### TEXT PASSAGE
But then the sense of it all must not become, in the protesty idiom, heavy, not least because of the comic energies that C.S. Lewis so delightedly evokes when he challenges a particular anthropological reading of the poem that seeks to identify the Green Knight with the eniautos daimon, or seasonal woodland deity (literally “annual spirit”) originating in ancient Greek ritual:

Bercilak is as vivid and concrete as any image I have met in literature. He is a living coincidentia oppositorum; half giant, yet wholly a “lovely knight”; as full of demoniac energy as old Karamazov, yet, in his own house, as jolly as a Dickensian Christmas host; now exhibiting a ferocity so gleeful that it is almost genial, and now a geniality so outrageous that it borders on the ferocious; half boy or buffoon in his shouts and laughter and jumpings; yet at the end judging Gawain with the tranquil superiority of an angelic being. There has been nothing really like him in fiction before or since. No one who has once read the poem forgets him. No one while reading it disbelieves in him.

Lewis does well to invoke Dickens and the comic energies of the novel. For one way in which to relate the two tests (the duel and the seduction) is by the pairing of a duel with a woman’s honor (in the name of which many a duel was fought). William Empson’s praise of Tom Jones, the character as well as the novel, is germane here. Of Tom Jones’s sexual behavior (“where he is most scandalous,” says Empson, not scandalized a bit),

one might, instead, find him holy, because he never makes love to a woman unless she first makes love to him. Later on (XIII, 7) we find he thinks it a point of honour to accept such a challenge from a woman, no less than a challenge to fight from a man (and that is the absolute of honour, the duel itself); but in his first two cases, Molly Seagrim and Sophia, he is unconscious that their advances have aroused him, and very grateful when they respond. Fielding reveres the moral beauty of this, but is quite hard-headed enough to see that such a man is too easily fooled by women; he regards Tom as dreadfully in need of good luck, and feels like a family lawyer when he makes the plot give it to him.

### SUPPLIED INFORMATION

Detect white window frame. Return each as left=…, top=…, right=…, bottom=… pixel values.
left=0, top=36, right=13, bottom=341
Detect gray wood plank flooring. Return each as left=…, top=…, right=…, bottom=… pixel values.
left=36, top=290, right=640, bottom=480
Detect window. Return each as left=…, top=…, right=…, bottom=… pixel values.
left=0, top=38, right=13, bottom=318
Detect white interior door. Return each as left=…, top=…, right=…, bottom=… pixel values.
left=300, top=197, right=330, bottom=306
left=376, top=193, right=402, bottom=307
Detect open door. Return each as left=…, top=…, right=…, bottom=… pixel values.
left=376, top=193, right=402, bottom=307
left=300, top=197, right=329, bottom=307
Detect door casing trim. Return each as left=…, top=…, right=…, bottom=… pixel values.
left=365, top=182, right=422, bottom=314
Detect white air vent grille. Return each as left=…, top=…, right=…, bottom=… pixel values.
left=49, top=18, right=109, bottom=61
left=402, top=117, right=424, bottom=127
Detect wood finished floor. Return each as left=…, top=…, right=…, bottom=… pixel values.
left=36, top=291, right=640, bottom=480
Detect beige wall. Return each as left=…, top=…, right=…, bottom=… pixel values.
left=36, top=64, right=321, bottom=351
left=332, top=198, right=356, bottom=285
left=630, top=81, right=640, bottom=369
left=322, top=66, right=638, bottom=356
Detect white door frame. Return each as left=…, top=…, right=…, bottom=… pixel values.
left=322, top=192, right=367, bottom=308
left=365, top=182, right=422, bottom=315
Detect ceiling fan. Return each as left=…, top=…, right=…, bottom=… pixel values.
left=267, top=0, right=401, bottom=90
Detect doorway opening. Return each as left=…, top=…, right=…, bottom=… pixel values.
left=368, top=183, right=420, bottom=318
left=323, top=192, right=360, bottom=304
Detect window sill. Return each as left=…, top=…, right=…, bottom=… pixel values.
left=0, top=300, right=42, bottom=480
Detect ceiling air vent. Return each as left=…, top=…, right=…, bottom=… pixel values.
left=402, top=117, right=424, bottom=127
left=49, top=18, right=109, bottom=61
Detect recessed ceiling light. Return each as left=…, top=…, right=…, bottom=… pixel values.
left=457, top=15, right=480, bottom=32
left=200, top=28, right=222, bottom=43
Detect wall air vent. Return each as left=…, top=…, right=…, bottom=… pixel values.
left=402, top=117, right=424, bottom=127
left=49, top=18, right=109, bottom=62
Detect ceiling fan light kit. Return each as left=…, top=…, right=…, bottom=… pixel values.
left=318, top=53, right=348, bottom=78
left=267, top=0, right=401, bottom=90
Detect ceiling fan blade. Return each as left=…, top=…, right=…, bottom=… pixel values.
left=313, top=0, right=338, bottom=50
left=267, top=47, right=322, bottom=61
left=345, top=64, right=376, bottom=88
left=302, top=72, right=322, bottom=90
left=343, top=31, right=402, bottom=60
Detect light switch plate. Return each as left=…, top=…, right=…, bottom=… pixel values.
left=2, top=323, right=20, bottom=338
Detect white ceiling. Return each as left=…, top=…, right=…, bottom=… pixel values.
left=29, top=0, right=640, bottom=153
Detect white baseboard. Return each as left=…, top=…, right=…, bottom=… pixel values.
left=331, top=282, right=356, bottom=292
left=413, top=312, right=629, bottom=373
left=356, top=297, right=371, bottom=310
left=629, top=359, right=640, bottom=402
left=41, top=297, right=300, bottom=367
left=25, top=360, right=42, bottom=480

### WHAT YOU ARE ASKED TO DO
Please carry on the passage about the Green Knight and Gawain from the point where it stops. The entries have nothing to do with the passage about the Green Knight and Gawain.

### EXERCISE RESPONSE
Gawain, too, was dreadfully in need of good luck, and it is a mercy that the plot gives it to him. Never is he discourteous to the woman who so directly woos him (“Ye ar welcum to my cors”), and he behaves like an even more perfect gentleman than Tom Jones. Which might bring us back to Sir Kingsley, who was very good at imagining a different type, the imperfectly ungentlemanly man. He does this, as it happens, in a novel that has many affinities with Sir Gawain and the Green Knight: The Green Man (1969). At what ought to be a climactic moment, there is a smack at the alliterative tradition, not at this romance of a poem but at the more pious one, Langland’s Piers Plowman:

“Let’s make love to one another, my darling,” said Diana.

The new problem was to prevent her from making too many remarks in this style until the stage of no remarks was reached. I got out of the truck, went round and helped her down.

“In a summer season,” she said, actually looking up at the sky, “when soft was the sun….”

“Well, we can’t say we haven’t been lucky with the weather,” I babbled, pulling her along beside me. One more really corking cock-crinkler like that one and I would be done for.

We are at some remove from the poem that famously opens:

In a summer season when soft was the sun

I shope me in shrouds as I a shepe were…

Better to undress than to dress oneself in sheep’s or shepherd’s clothing. Amis was the man to put the gland back into Langland. (To Philip Larkin, January 18, 1946, from Oxford: “Oh Christ I’ve got to write a bleeding essay all about that sodding old bore Langlad gland I mean.”) But his hero, if that is the word for these remarkable men of his, does (like Gawain, in the face of his challenging lady) stay altogether courteous in the face of his woman, even though her words turn worse than pear-shaped:

“I want to be naked,” she said. “For us, I must be naked.”

She took off her shirt and this once I overlooked her literary style.